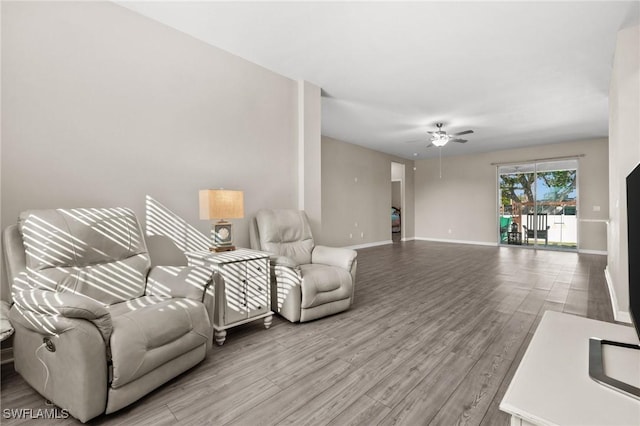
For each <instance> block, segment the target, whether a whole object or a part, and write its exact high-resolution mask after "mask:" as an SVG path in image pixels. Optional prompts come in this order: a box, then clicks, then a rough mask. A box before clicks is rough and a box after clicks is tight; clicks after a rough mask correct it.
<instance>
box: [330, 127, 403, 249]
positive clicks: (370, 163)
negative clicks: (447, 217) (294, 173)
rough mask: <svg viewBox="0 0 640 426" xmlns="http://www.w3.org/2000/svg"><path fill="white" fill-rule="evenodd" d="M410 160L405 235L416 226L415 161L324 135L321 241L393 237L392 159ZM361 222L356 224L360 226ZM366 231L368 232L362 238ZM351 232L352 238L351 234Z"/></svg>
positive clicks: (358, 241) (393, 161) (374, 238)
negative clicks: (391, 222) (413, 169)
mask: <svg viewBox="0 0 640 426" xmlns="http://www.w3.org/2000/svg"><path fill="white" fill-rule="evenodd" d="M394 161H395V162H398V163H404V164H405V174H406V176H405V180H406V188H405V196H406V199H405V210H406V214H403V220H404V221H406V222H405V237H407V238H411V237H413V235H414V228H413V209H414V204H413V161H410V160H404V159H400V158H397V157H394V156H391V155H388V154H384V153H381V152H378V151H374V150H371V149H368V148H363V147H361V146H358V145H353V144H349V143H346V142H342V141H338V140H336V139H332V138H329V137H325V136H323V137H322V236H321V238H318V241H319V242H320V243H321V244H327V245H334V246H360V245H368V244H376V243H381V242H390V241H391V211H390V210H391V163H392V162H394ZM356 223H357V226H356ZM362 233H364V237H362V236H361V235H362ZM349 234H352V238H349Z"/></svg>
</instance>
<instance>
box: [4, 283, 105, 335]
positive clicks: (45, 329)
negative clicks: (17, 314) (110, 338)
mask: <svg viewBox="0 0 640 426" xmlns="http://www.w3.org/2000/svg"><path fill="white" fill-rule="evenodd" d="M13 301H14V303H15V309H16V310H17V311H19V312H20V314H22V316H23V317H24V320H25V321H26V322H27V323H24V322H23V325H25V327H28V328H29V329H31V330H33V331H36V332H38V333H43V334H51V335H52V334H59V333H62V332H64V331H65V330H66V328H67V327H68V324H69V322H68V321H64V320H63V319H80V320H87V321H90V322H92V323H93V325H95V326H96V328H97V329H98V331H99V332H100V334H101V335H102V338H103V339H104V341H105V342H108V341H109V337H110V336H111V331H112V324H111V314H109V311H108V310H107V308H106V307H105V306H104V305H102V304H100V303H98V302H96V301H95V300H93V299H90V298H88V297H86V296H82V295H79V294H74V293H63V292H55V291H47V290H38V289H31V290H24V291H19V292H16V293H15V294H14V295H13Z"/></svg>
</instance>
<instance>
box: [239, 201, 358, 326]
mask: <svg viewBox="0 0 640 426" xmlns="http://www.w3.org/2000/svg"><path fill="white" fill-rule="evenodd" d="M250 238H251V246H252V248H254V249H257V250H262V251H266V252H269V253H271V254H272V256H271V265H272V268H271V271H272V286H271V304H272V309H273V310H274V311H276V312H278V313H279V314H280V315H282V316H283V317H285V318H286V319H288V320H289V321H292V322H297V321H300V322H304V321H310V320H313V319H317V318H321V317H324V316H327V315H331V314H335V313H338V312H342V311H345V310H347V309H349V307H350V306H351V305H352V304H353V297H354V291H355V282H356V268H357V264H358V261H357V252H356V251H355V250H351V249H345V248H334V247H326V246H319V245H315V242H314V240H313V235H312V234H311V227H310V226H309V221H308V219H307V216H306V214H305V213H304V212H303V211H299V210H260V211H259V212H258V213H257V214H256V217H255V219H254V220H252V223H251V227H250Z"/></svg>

···

**What is being asked**
Your reply is one number: how many lines of the records above contain the word "positive".

**Reply**
3